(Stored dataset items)
---

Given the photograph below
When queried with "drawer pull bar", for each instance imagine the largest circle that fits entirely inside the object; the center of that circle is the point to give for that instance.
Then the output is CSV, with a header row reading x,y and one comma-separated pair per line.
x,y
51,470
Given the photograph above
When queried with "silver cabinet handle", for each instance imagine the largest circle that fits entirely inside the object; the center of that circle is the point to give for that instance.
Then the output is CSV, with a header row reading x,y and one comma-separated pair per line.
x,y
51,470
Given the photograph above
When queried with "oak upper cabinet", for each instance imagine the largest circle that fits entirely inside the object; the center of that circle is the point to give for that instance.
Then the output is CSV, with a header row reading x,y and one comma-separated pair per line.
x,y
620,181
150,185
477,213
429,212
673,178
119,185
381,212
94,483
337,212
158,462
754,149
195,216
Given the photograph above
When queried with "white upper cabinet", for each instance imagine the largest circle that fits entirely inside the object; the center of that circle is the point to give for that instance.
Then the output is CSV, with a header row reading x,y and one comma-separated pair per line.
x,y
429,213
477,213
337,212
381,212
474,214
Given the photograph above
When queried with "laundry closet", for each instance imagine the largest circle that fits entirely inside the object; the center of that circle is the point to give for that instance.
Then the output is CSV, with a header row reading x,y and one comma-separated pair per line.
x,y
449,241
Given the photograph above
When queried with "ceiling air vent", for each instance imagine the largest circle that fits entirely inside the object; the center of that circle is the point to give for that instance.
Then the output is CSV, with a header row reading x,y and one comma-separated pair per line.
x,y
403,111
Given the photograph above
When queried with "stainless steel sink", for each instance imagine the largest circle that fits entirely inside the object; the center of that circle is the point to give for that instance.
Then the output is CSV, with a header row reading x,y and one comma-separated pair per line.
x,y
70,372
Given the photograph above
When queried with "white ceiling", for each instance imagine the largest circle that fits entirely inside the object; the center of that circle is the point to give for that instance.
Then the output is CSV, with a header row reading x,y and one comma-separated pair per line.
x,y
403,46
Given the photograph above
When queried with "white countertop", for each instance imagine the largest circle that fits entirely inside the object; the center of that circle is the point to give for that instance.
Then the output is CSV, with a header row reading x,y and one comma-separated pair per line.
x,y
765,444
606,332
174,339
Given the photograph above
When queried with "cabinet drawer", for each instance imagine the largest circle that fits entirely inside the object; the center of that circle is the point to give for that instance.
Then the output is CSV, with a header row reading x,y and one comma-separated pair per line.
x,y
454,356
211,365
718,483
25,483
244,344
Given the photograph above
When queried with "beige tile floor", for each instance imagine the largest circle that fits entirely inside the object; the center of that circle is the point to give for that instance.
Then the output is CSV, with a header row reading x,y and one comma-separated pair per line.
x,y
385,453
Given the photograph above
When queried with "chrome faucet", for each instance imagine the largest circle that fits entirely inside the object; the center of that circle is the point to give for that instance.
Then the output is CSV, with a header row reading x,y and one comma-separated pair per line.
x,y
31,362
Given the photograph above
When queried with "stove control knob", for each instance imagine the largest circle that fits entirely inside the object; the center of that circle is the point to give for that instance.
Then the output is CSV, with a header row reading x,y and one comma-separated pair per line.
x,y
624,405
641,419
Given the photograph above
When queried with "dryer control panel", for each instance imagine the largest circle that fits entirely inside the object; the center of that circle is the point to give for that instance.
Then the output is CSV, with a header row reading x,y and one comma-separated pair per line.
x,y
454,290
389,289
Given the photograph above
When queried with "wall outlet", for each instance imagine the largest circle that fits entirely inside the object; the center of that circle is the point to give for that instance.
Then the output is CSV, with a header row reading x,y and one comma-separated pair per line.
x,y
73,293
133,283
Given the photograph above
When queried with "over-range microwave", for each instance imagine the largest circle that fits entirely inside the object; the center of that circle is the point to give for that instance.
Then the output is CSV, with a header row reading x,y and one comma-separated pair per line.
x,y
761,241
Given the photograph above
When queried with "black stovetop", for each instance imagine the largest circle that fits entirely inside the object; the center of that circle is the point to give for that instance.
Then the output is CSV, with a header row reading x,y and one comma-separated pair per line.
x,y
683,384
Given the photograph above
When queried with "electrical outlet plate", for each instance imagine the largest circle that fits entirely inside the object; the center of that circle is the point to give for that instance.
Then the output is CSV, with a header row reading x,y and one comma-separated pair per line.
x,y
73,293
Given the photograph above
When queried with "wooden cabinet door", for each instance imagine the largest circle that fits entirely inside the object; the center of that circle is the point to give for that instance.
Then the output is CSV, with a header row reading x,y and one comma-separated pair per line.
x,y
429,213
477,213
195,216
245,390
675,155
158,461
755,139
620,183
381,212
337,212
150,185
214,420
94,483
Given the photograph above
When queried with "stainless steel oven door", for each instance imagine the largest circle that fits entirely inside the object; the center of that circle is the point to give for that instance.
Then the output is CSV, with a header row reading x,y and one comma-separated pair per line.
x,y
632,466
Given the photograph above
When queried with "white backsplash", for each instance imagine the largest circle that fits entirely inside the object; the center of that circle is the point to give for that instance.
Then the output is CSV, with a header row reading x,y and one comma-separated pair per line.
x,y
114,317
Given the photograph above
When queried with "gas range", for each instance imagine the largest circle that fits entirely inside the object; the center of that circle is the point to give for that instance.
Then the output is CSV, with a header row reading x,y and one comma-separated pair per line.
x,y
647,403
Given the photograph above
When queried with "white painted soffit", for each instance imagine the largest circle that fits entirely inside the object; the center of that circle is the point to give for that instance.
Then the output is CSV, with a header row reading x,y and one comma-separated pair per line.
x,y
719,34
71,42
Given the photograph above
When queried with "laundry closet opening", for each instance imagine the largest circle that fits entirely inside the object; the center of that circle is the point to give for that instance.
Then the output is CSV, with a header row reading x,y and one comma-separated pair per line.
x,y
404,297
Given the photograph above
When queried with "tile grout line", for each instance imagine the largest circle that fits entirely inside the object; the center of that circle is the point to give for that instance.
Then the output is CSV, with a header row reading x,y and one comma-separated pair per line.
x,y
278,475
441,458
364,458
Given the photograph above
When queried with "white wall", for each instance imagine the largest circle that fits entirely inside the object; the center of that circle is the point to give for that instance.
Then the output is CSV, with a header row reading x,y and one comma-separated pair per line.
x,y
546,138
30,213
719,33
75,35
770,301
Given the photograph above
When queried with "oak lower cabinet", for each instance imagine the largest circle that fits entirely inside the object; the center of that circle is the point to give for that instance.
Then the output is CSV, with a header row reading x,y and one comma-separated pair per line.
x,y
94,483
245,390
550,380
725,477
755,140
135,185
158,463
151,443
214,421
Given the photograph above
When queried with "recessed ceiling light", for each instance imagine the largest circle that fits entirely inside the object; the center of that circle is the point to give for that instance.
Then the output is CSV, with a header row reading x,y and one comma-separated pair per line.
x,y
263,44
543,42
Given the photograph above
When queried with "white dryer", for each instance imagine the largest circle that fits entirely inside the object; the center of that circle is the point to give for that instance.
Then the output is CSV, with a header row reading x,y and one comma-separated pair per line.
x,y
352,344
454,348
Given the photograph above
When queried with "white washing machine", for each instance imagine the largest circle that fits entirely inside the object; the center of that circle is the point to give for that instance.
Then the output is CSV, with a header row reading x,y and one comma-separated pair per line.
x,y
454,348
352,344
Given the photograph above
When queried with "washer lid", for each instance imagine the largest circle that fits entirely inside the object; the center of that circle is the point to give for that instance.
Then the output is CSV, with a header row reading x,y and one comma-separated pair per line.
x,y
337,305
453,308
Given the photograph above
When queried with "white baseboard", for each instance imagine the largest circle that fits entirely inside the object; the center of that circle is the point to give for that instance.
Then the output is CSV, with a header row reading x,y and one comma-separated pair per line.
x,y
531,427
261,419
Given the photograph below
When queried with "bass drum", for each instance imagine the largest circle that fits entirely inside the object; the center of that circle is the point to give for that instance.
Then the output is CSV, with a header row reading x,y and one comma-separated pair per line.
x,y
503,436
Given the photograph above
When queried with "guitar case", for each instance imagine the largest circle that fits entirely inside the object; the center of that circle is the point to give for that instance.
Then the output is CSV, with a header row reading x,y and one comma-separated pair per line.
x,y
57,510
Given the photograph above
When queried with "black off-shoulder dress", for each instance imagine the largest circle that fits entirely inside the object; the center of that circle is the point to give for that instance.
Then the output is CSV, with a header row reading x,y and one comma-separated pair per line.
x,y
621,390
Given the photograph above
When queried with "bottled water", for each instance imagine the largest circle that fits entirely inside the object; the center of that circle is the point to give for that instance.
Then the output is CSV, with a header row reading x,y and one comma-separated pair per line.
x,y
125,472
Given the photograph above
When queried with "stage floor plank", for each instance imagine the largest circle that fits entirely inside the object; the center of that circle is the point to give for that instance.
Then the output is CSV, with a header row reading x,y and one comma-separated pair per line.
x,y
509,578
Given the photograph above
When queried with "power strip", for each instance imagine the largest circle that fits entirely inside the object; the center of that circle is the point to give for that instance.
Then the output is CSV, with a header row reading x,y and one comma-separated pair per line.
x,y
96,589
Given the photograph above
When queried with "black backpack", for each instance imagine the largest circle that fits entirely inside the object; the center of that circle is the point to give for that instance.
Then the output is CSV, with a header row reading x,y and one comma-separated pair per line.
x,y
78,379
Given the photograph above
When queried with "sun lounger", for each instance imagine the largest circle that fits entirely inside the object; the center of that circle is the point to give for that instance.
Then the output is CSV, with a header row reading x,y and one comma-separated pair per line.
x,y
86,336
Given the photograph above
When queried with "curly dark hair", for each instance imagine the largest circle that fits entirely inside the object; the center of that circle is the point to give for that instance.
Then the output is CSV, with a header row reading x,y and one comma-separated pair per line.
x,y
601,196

---

Task requirements:
Copy task for the entries above: every line with the string "wall".

Answer to this task:
When queried with "wall outlet", for each instance imagine the largest circle that fits entirely inside the object; the center of that circle is the point to give for that instance.
When queried with "white wall", for each instance imagine the largest circle that fits entirely inside the object; the center of that circle is the point to give for that instance.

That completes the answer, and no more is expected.